◆ Entries shown:
=== Section Start ===

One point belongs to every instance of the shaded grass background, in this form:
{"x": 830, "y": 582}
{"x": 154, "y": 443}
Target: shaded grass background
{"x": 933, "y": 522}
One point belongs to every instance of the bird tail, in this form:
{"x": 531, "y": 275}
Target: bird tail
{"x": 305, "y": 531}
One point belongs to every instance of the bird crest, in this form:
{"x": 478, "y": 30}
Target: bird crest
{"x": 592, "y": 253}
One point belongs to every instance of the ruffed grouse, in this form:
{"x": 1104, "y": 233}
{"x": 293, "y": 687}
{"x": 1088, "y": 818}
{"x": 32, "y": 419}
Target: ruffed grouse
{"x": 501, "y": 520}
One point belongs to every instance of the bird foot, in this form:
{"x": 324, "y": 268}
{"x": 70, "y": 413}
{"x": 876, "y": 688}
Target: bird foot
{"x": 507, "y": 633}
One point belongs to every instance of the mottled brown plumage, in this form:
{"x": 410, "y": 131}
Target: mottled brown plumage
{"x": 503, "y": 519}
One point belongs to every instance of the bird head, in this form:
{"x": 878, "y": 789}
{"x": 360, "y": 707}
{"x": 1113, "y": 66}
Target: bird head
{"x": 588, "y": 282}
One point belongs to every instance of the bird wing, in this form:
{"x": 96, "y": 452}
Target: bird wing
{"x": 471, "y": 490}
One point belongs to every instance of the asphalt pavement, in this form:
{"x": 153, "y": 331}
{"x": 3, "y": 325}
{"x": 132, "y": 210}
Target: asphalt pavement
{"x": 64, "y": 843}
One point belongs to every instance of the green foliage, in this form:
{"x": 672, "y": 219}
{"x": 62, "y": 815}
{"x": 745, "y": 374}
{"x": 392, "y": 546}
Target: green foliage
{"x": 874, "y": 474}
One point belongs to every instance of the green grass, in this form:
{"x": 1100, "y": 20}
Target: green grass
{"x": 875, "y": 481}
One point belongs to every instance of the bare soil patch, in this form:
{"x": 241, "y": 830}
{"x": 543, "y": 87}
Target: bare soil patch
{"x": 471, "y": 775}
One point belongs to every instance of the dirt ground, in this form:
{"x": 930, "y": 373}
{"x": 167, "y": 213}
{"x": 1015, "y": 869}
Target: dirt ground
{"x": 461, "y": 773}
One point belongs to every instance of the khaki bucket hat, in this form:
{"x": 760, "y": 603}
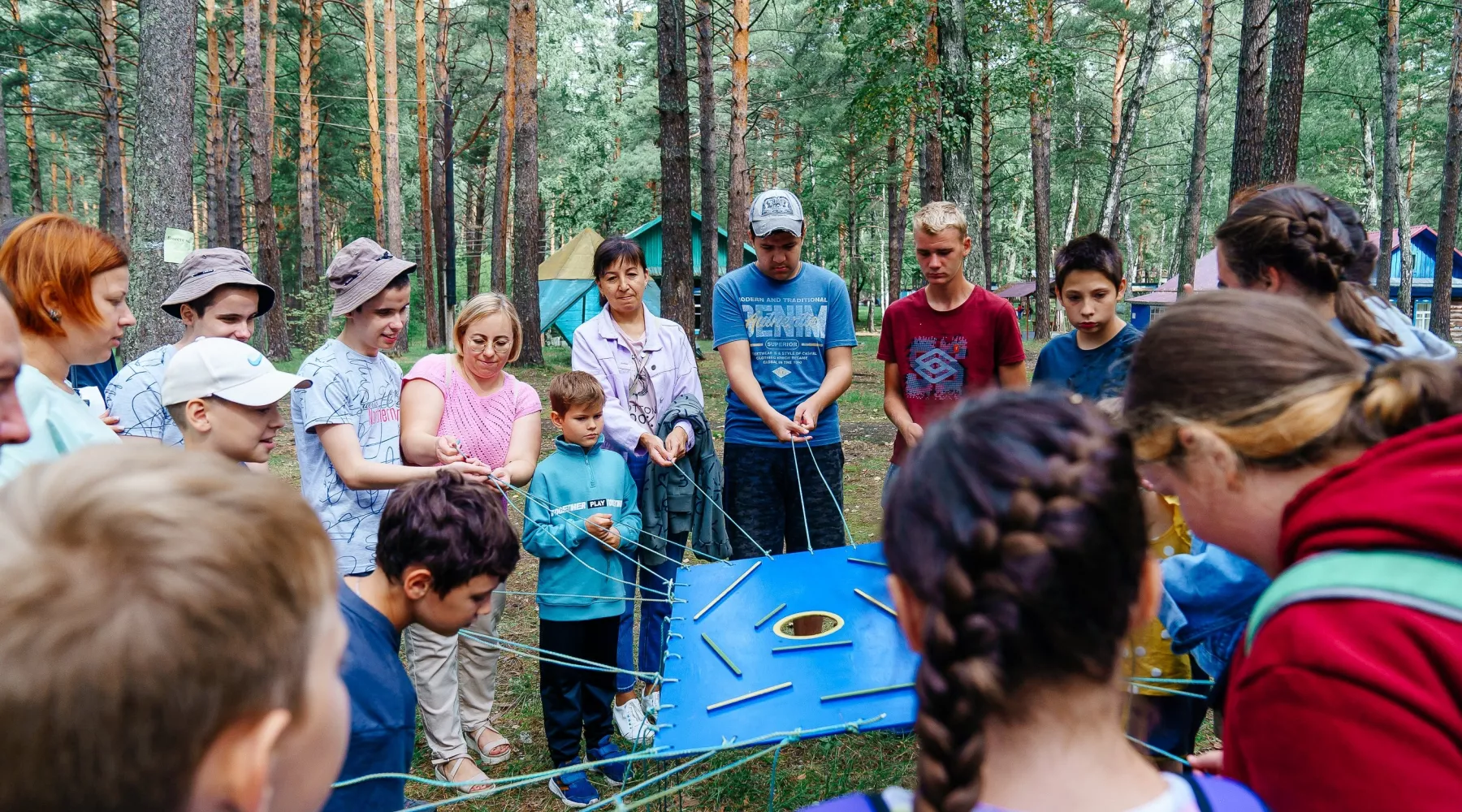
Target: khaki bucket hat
{"x": 205, "y": 269}
{"x": 360, "y": 270}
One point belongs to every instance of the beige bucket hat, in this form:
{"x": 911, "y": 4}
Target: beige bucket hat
{"x": 360, "y": 270}
{"x": 205, "y": 269}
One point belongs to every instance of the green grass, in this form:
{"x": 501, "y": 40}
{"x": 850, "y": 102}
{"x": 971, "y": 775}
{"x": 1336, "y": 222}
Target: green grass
{"x": 806, "y": 771}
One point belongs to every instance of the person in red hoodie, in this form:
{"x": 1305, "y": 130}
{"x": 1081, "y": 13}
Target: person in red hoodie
{"x": 1282, "y": 444}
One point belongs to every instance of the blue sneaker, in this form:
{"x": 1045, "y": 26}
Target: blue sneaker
{"x": 573, "y": 789}
{"x": 613, "y": 773}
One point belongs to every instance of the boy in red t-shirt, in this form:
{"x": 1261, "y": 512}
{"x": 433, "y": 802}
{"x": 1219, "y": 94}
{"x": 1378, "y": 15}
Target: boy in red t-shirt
{"x": 946, "y": 339}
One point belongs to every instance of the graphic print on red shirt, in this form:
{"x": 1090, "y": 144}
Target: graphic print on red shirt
{"x": 943, "y": 355}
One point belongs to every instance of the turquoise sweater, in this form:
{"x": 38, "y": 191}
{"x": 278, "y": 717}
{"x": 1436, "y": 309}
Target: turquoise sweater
{"x": 577, "y": 484}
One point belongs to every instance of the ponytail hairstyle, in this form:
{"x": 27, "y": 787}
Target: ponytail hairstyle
{"x": 1270, "y": 378}
{"x": 1315, "y": 239}
{"x": 1018, "y": 523}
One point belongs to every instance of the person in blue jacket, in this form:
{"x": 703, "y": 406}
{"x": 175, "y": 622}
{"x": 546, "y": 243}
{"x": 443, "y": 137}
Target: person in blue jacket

=== Section End ===

◆ Task item: If an entry holds a picture, leave that picture out, and transcribe the rest of the listing above exactly.

◆ Written response:
One point belongs to every instance of the shaded grass background, in this form:
{"x": 830, "y": 582}
{"x": 154, "y": 443}
Target: shaded grass background
{"x": 933, "y": 522}
One point belongs to every instance of the bird tail, in this form:
{"x": 531, "y": 275}
Target: bird tail
{"x": 305, "y": 531}
One point belongs to every instance of the bird crest, in this form:
{"x": 478, "y": 30}
Target: bird crest
{"x": 592, "y": 253}
One point belongs to every instance of the ruffed grouse, in this form:
{"x": 1104, "y": 233}
{"x": 293, "y": 687}
{"x": 1088, "y": 818}
{"x": 32, "y": 419}
Target: ruffed grouse
{"x": 501, "y": 520}
One point belongs to every instance of the bird foot, in this form:
{"x": 324, "y": 268}
{"x": 70, "y": 413}
{"x": 876, "y": 688}
Target: bird foot
{"x": 507, "y": 633}
One point belongs to every instance of the mottled brown plumage, in this form:
{"x": 410, "y": 131}
Target: mottled brown plumage
{"x": 503, "y": 519}
One point belongs to every instance of the bird head, in this form:
{"x": 878, "y": 789}
{"x": 360, "y": 707}
{"x": 1113, "y": 66}
Target: bird head
{"x": 588, "y": 282}
One point belongs to every instance of the bird wing, in this form:
{"x": 96, "y": 452}
Target: bird wing
{"x": 471, "y": 490}
One point belongs to every instance of the asphalt pavement, in this form:
{"x": 153, "y": 331}
{"x": 3, "y": 325}
{"x": 132, "y": 210}
Target: asphalt pavement
{"x": 64, "y": 843}
One point belongs to every instance of the green foliage, in this form:
{"x": 672, "y": 219}
{"x": 62, "y": 815}
{"x": 745, "y": 374}
{"x": 392, "y": 546}
Target: green foliage
{"x": 874, "y": 474}
One point belongs to every instance of the green grass, in this form:
{"x": 1100, "y": 20}
Target: green grass
{"x": 875, "y": 481}
One point belongs to every instance of the bare soil patch, in this form:
{"x": 241, "y": 830}
{"x": 543, "y": 87}
Target: bare soil patch
{"x": 471, "y": 775}
One point belongs to every instance of the dirt ground, in this form:
{"x": 930, "y": 373}
{"x": 167, "y": 213}
{"x": 1015, "y": 869}
Target: dirt ground
{"x": 461, "y": 773}
One point belongs to every instance of the khaki bucket hat, in this form:
{"x": 760, "y": 603}
Target: khaki bucket hat
{"x": 205, "y": 269}
{"x": 360, "y": 270}
One point belongs to every instance of the beige bucket hat, in this form:
{"x": 911, "y": 4}
Target: beige bucket hat
{"x": 360, "y": 270}
{"x": 205, "y": 269}
One point belongs to every instance of the green grass, in this form:
{"x": 501, "y": 40}
{"x": 850, "y": 102}
{"x": 971, "y": 775}
{"x": 1336, "y": 222}
Target: green grass
{"x": 806, "y": 771}
One point belongs to every instance of the person in red hoodie, in this form:
{"x": 1305, "y": 130}
{"x": 1081, "y": 13}
Target: person in red hoodie
{"x": 1282, "y": 444}
One point belongs to every instance of the blue sneaker, in this form:
{"x": 1045, "y": 26}
Target: blue sneaker
{"x": 573, "y": 789}
{"x": 613, "y": 773}
One point belongs to every instance of the boy in red t-shirt, in this form:
{"x": 1261, "y": 512}
{"x": 433, "y": 802}
{"x": 1219, "y": 94}
{"x": 1378, "y": 15}
Target: boy in red t-shirt
{"x": 946, "y": 339}
One point belongs to every instance of the graphic print on red shirt, in this form:
{"x": 1090, "y": 144}
Target: graphic print on red shirt
{"x": 943, "y": 355}
One point belongs to every instance of the turquoise sweater, in this form:
{"x": 38, "y": 191}
{"x": 278, "y": 717}
{"x": 1436, "y": 309}
Target: turquoise sweater
{"x": 577, "y": 484}
One point belongs to every instance of the ponytail hairstyle, in this form:
{"x": 27, "y": 787}
Target: ponytail hairstyle
{"x": 1270, "y": 378}
{"x": 1315, "y": 239}
{"x": 1018, "y": 523}
One point belongs to every instance of the person in blue jacket, in this form:
{"x": 703, "y": 406}
{"x": 175, "y": 622}
{"x": 546, "y": 243}
{"x": 443, "y": 137}
Target: person in blue jacket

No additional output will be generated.